**Objective**
Your task is to copy the listing exactly, with the pictures left out.

Lines of data
........
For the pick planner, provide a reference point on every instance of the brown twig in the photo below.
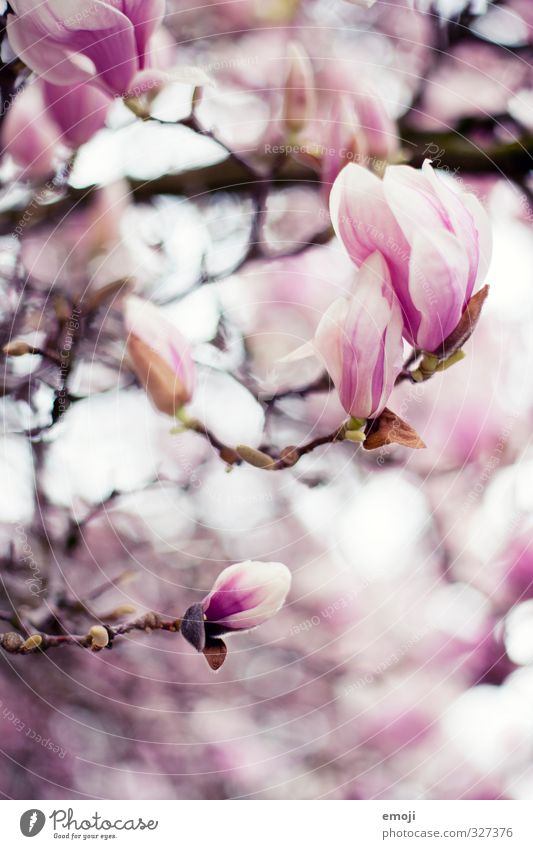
(98, 637)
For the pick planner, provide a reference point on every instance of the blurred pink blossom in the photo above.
(102, 42)
(160, 355)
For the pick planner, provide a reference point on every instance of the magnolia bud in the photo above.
(160, 355)
(12, 642)
(32, 642)
(99, 637)
(300, 97)
(17, 348)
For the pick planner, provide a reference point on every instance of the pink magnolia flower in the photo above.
(437, 243)
(243, 596)
(30, 135)
(160, 356)
(300, 96)
(72, 41)
(359, 340)
(345, 142)
(45, 120)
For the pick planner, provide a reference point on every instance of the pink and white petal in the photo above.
(366, 323)
(113, 52)
(28, 134)
(247, 594)
(145, 15)
(484, 234)
(438, 275)
(392, 355)
(460, 217)
(53, 61)
(328, 339)
(360, 214)
(413, 201)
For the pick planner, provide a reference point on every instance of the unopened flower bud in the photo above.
(17, 348)
(12, 642)
(300, 97)
(99, 637)
(32, 642)
(160, 355)
(254, 457)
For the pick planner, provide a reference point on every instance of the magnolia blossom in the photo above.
(300, 96)
(45, 121)
(345, 142)
(243, 596)
(30, 135)
(68, 42)
(247, 594)
(159, 354)
(359, 339)
(437, 243)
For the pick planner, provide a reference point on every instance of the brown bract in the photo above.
(389, 428)
(466, 326)
(158, 378)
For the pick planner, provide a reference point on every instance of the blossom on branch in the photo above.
(359, 340)
(72, 42)
(243, 596)
(160, 355)
(436, 242)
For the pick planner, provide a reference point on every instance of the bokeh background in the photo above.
(401, 666)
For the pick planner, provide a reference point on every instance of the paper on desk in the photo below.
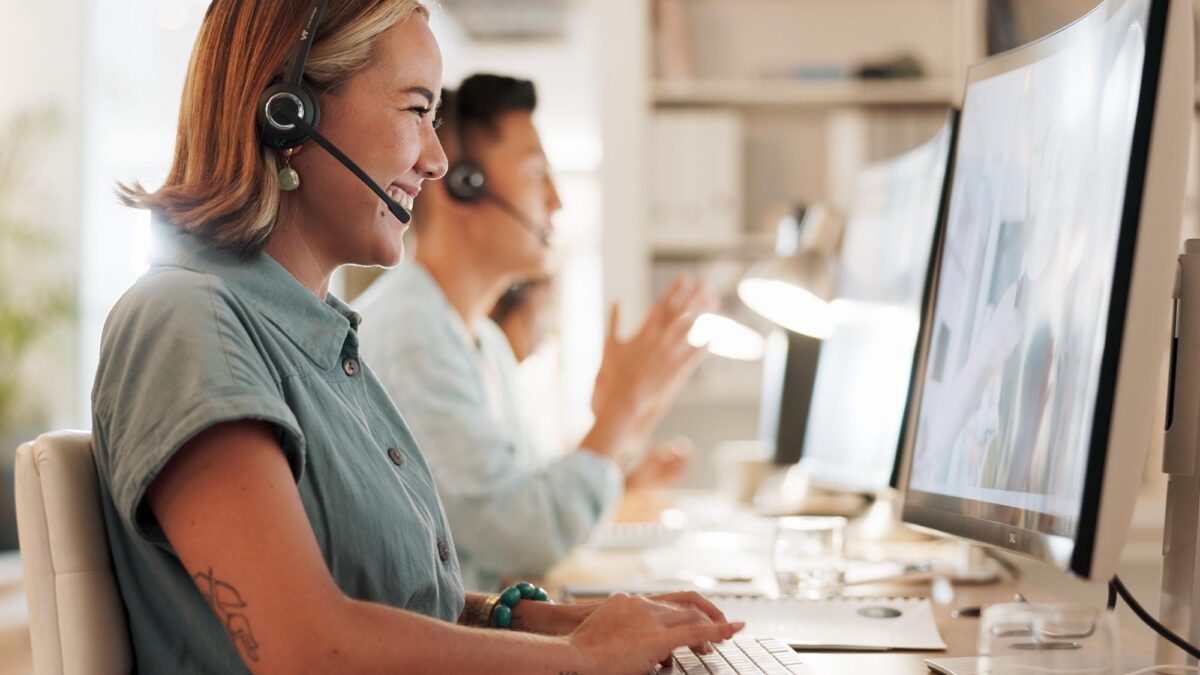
(837, 623)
........
**Exercise response**
For the pick planner, provide a reference point on every instance of the brown twig in the photo below.
(98, 637)
For the pick planner, provide a reference point on every instance of the blurred pink blossom in the photo above.
(102, 42)
(160, 355)
For the pick planner, provide a reference point on every instance of the magnolia bud in the photo above.
(160, 355)
(12, 642)
(32, 642)
(99, 637)
(300, 97)
(17, 348)
For the pick planner, provide a reference point on every instance of the pink magnolia flower in the photo above.
(437, 243)
(243, 596)
(30, 135)
(160, 356)
(300, 96)
(72, 41)
(359, 340)
(345, 142)
(45, 120)
For the pick planner, provide a reference point on every instance of the pink and white petal in the photo above.
(366, 323)
(113, 52)
(28, 134)
(247, 594)
(145, 15)
(484, 234)
(438, 275)
(392, 355)
(460, 217)
(53, 61)
(328, 339)
(360, 214)
(413, 201)
For the pick planner, provide a reference point on every instance of the unopened flower bud in the photo above.
(17, 348)
(12, 642)
(300, 97)
(99, 637)
(32, 642)
(160, 355)
(254, 457)
For the pick planner, provide a reference point on every instance of the magnolia blossom in the photo above.
(300, 96)
(45, 121)
(345, 142)
(243, 596)
(30, 135)
(68, 42)
(247, 594)
(159, 354)
(359, 339)
(437, 243)
For the pick planner, provide a reference point on every instance of the brown bract in the photo above.
(389, 428)
(466, 326)
(158, 378)
For the pick planner, provide a reference point on every instance of the blossom on branch in the photo above.
(359, 340)
(72, 42)
(243, 596)
(160, 355)
(436, 242)
For the pick planner, provide a reference point on every instance of the bokeh background in the photo above.
(401, 666)
For the pick planner, provide a reference point on every instance of the paper on desk in the photo below.
(837, 623)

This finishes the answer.